▶ [WHAT TO WORK ON] Continue the forum thread on string orchestra music from the point where it stops.

▶ [PAGE EXCERPT]

• • • •

# String orchestra



## mtmailey

I see mostly posts about full orchestral music but not much about string orchestral music.


----------



## Novelette

Mendelssohn's String Symphonies are especially magnificent, in my opinion.


----------



## Feathers

Novelette said:


> Mendelssohn's String Symphonies are especially magnificent, in my opinion.


Agreed! They were the ones I had in mind when I voted. Incredible early works!


----------



## KenOC

I'm fond of the string orchestra arrangements of a few of Shostakovich's quartets. Less fond of the Beethoven ones...


----------



## ptr

What are there not to like?

Can You please point a (Original) work for String Orchestra that is not likeable! I'm not sure that I've ever heard one... 

/ptr


----------



## KenOC

ptr said:


> Can You please point a (Original) work for String Orchestra that is not likeable! I'm not sure that I've ever heard one...


Good point. I can't think of any.


----------



## ComposerOfAvantGarde

ComposerOfAvantGarde said:


> How can anyone not love this?




...............

• • • •

▶ [SUPPLIED MATERIAL]
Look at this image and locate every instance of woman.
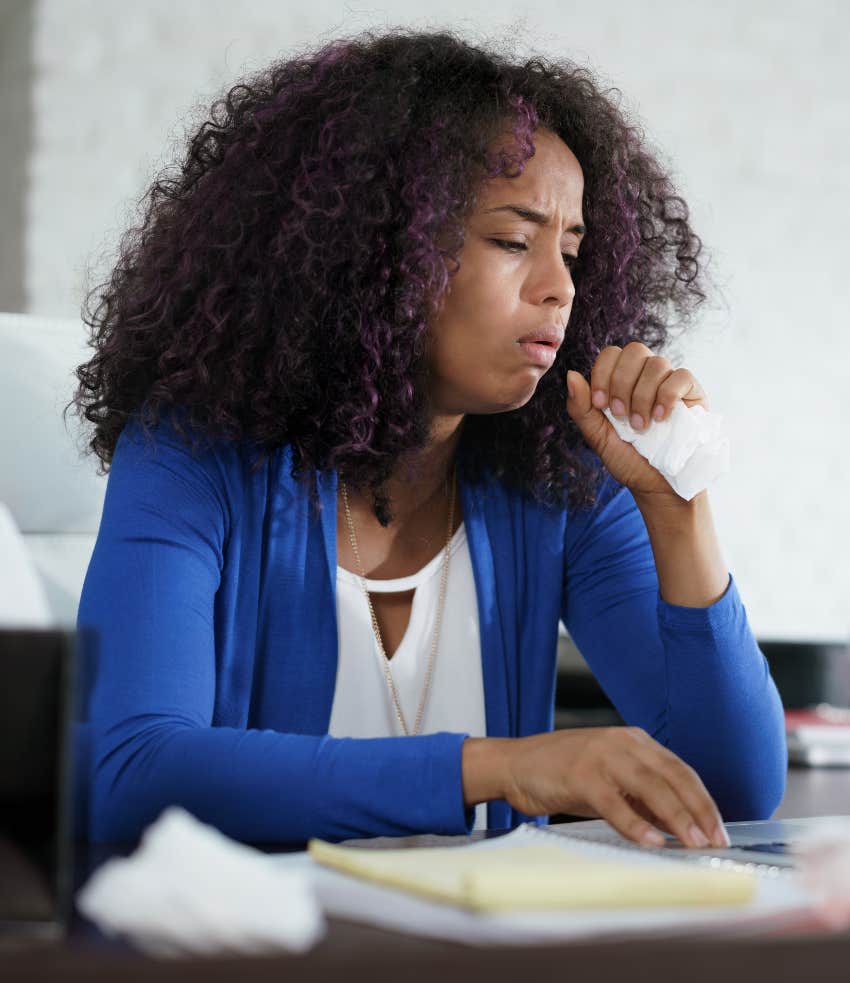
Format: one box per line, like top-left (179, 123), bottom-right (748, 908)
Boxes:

• • • •

▶ [THE RESULT]
----------



## elgar's ghost

I like the format - serenades by Dvorak, Tchaikovsky, and Mozart are my more obvious choices, plus later works by Bartok (Divertimento), Tippett (Concerto for Double String Orchestra and Fantasia-Concertante on a Theme of Corelli)), Stravinsky (Concerto in D) etc. I like the occasional arrangement as well - Schoenberg's Verklarte Nacht, Tchaikovsky's Souvenir de Florence (both originally for string sextet) and the ubiquitous Barber Adagio spring to mind.

Just to balance things up, I also like orchestral works for winds only.


----------



## DrKilroy

RVW - Tallis Fantasia. 

Best regards, Dr


----------



## aleazk

Of course!:


----------



## Sonata

I have to agree with the consensus on Mendellsohn's string symphonies. It took me awhile to warm to them, I didn't have an easy time with the purely string medium previously. But now I like them a lot as well as his concerto for piano and string symphony for that matter!


----------



## Vaneyes

Much pleasure to be had in this discipline from Corelli, Vivaldi, CPE Bach, Mendelssohn, Grieg, R. Strauss, Barber, Britten, Delius, Elgar, RVW, Myaskovsky. :tiphat:


----------



## Celloissimo

I play in a string orchestra, hence I might end up being a bit biased. XD


----------



## TrevBus

To be honest I don't dislike all string orchrestral music but as a whole, not to fond. The sound to me can be grating, dry and dare I say it; boring. That is why I am the only no vote so far.


----------



## davinci

What about Bernstein's Beethoven: String Quartets Nos. 14 & 16 with the Vienna string section? I have mixed feelings about it; I admire Lenny for his attempt, but I prefer the actual quartets.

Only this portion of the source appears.